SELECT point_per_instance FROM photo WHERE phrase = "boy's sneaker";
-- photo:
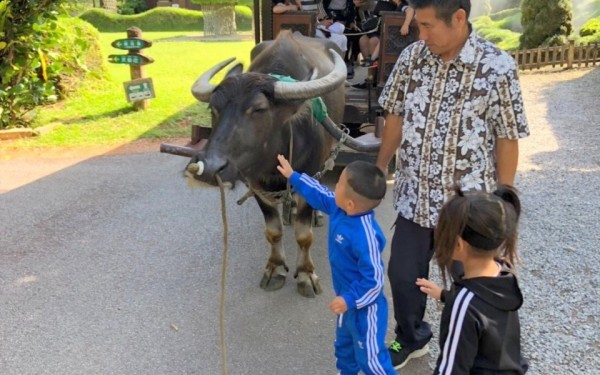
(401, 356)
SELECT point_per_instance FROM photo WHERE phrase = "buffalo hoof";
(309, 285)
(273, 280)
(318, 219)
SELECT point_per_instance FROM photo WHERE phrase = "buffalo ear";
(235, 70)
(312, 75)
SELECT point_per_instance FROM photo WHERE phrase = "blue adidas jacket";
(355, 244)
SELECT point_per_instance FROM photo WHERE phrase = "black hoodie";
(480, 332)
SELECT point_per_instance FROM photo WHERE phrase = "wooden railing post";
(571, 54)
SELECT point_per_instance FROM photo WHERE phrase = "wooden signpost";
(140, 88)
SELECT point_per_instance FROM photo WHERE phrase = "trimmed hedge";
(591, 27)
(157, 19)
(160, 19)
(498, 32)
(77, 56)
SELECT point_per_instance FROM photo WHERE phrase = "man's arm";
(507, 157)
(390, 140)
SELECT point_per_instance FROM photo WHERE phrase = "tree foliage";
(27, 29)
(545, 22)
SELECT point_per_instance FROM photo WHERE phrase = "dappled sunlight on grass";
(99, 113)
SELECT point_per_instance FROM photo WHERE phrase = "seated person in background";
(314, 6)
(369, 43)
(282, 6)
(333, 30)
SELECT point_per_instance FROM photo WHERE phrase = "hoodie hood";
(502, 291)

==============================

Exercise:
The records above must be transcribed exactly. Pictures are left out of the copy.

Task answer:
SELECT point_per_instance FROM photo WHERE phrase = "boy's sneaker";
-- photo:
(401, 356)
SELECT point_per_instance FROM photo WHERE phrase = "buffalo hoof";
(309, 285)
(273, 280)
(318, 219)
SELECT point_per_instance FROM photo WHERE phrase = "buffalo ear";
(235, 70)
(312, 75)
SELECT point_per_instance FROM photo WHERE phrase = "blue adidas jacket";
(355, 244)
SELECT point_per_instance FROM photo WHERE phrase = "black hoodie";
(480, 332)
SELECT point_per_instance FROM photo WHERE phrase = "wooden railing post";
(571, 54)
SELECT point_per_instance FROM photo WHERE phrase = "wooden signpost";
(140, 88)
SELECT point_per_instance FROM photo WHERE phrase = "trimmed hedge";
(591, 27)
(157, 19)
(160, 19)
(498, 32)
(77, 56)
SELECT point_per_instance FROM photo WHERE phrase = "man's arm";
(507, 157)
(390, 140)
SELECT point_per_instance FROM photo WHERE phrase = "tree foliage";
(27, 29)
(545, 22)
SELECT point_per_instance FROM photo WHERE phrase = "dappled sunlight on grass";
(99, 113)
SELECT point_per_instance FROM photo WHERE phrase = "seated person in background";
(314, 6)
(369, 43)
(282, 6)
(333, 30)
SELECT point_per_instance FROM photo WHERE phrase = "hoodie hood";
(502, 291)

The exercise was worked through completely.